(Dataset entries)
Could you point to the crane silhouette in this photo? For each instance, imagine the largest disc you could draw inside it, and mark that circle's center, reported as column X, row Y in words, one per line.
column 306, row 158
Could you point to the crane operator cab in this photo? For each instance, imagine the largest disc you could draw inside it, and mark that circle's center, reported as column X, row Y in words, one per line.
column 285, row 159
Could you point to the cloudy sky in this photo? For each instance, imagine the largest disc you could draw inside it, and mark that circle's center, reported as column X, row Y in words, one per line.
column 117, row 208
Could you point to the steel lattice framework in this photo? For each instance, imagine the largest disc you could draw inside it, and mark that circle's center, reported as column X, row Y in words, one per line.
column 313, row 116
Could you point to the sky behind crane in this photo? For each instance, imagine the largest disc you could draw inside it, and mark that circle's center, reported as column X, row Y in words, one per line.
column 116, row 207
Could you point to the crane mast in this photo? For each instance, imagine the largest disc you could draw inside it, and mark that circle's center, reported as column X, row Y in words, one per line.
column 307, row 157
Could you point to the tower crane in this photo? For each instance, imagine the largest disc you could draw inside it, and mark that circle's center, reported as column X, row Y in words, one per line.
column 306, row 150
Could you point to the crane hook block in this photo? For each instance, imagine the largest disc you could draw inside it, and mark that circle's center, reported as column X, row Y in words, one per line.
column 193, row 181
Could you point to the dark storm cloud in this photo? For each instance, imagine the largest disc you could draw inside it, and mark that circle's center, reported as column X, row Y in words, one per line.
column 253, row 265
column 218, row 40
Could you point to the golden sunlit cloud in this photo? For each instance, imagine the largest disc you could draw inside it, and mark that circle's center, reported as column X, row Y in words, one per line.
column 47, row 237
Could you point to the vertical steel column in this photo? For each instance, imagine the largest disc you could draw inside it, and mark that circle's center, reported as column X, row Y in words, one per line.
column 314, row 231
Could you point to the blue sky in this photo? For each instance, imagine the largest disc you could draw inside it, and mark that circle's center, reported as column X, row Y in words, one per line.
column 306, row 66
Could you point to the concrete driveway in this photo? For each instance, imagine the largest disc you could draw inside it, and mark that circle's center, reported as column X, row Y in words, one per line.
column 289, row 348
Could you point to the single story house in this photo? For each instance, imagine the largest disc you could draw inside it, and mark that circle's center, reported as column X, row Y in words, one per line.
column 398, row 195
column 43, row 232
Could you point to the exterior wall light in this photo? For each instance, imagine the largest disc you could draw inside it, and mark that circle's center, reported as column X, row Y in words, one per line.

* **AIM OF THE TASK**: Starting with the first entry and ending with the last, give all of them again unchanged.

* **RESULT**:
Could you point to the crane silhouette in this photo? For each instance, imagine the largest disc you could draw inside it, and mark that circle's center, reported as column X, row Y in words, one per line.
column 306, row 158
Could you point to the crane operator cab in this photo? For each instance, imagine the largest disc you could draw inside it, and mark that circle's center, reported as column X, row Y in words, one per line.
column 285, row 159
Could you point to the cloudy sky in this photo? For each instance, imagine the largest disc you could draw inside it, and mark that circle's center, reported as column X, row Y in words, one per line.
column 117, row 208
Could you point to the steel lattice framework in this photo? For each instance, imagine the largest disc you could draw inside it, and mark that circle's center, reported as column X, row Y in words, one per line.
column 313, row 116
Could you point to the sky behind crane in this photo? For each instance, imagine the largest disc you could draw inside it, and mark that circle's center, reported as column X, row Y in words, one per line.
column 116, row 207
Could you point to the crane mast in this photo? For each instance, imagine the largest disc you could draw inside it, and mark that circle's center, reported as column X, row Y in words, one per line.
column 307, row 157
Could you point to the tower crane in this photo? For each instance, imagine the largest disc you could draw inside it, and mark that circle's center, reported as column X, row Y in words, one per line.
column 306, row 150
Could you point to the crane hook block in this photo? For each instance, imagine the largest disc you could draw inside it, and mark that circle's center, reported as column X, row Y in words, one per line.
column 193, row 181
Could you point to the dark storm cloud in this photo? For each instance, imagine the largest disc you could draw inside it, and mark that circle's center, reported as column X, row Y in words, one per line.
column 253, row 265
column 218, row 40
Could you point to the golden sunlit cloud in this photo? For each instance, imagine the largest disc you could draw inside it, and mark that circle's center, reported as column X, row Y in words, one per line.
column 47, row 237
Could you point to the vertical steel column in this photo? For each instance, imagine the largest disc you could draw inside it, and mark that circle's center, reported as column X, row Y in words, one per line.
column 314, row 231
Could you point to the blue sky in this photo? For each instance, imagine the largest disc you could draw inside it, and mark that circle's center, reported as column X, row Y in words, one per line.
column 306, row 66
Could you point to the concrete driveway in this photo? For each instance, imagine the largest disc you could draw inside it, and mark that circle's center, reported as column X, row Y in words, one per line.
column 289, row 348
Could you point to the single story house in this photo? For each instance, imagine the largest disc you could draw inside it, and mark that circle's center, reported as column X, row Y in words, one per line.
column 398, row 195
column 43, row 232
Could you point to the exterior wall light in this photo? For each instance, imagine the largest disc you could draw inside it, and mark that circle's center, reported as column X, row Y in words, one per line.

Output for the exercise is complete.